Provided records |

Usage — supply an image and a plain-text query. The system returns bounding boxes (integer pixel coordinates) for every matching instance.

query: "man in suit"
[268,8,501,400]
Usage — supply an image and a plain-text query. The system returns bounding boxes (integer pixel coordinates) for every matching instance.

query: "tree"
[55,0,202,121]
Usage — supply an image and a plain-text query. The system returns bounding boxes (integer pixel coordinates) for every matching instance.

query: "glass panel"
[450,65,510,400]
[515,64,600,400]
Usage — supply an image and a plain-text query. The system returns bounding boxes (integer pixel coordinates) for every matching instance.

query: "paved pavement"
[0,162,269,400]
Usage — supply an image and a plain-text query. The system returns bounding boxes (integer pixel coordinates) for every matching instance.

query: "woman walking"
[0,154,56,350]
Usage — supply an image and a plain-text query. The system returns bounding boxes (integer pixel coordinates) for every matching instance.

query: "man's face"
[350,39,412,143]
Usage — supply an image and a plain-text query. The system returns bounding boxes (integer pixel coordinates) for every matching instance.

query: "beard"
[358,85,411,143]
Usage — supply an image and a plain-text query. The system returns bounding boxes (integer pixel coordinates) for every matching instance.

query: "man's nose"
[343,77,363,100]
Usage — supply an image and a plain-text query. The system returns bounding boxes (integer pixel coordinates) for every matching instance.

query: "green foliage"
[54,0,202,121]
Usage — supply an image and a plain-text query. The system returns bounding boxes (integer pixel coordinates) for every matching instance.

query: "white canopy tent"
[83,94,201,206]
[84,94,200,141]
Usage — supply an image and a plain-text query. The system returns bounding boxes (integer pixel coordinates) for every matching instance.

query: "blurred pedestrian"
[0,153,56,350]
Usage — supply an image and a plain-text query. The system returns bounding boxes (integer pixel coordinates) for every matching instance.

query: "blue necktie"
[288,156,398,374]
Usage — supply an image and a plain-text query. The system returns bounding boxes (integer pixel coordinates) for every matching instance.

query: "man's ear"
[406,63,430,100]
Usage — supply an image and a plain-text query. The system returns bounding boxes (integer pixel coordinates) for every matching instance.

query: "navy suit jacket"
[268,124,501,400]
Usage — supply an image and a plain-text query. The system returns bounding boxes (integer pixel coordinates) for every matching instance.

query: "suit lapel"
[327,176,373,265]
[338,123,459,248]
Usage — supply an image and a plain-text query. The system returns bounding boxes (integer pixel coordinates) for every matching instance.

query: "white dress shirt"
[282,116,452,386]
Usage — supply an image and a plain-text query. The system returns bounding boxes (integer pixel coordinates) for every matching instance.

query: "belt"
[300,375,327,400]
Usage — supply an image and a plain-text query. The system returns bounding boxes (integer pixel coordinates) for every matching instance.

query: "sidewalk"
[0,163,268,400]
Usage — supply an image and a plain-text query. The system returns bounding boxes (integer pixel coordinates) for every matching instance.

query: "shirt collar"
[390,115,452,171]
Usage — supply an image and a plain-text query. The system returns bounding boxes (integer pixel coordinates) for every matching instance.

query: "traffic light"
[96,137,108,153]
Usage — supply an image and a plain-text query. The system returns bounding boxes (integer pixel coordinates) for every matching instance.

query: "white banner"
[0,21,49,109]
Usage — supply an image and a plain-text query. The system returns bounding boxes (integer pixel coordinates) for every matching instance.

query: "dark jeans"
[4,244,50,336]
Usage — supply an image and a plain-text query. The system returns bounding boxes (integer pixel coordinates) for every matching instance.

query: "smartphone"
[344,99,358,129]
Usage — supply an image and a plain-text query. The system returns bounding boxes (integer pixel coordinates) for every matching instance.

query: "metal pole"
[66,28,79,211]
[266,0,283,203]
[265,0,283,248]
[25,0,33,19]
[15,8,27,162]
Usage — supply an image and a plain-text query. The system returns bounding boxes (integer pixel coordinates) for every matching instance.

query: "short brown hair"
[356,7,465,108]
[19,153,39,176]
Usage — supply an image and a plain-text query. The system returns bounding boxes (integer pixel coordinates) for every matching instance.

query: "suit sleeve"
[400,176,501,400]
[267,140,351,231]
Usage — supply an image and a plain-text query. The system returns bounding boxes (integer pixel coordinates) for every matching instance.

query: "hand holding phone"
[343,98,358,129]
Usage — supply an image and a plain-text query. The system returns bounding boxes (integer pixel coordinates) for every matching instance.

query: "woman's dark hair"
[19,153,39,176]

Given exercise |
Could you copy out, word for word, every line from the very first one down to and including the line that contains "[55,0,202,121]"?

Answer to the exercise |
Usage — supply an image and a plain-text query. The system returns bounding boxes (integer pixel coordinates) for every matching instance.

query: "man in suit"
[268,8,501,400]
Usage — supply an image and a plain-text query. The system returns bounding boxes (integer pixel coordinates) for every matching instance.

query: "tree"
[55,0,202,121]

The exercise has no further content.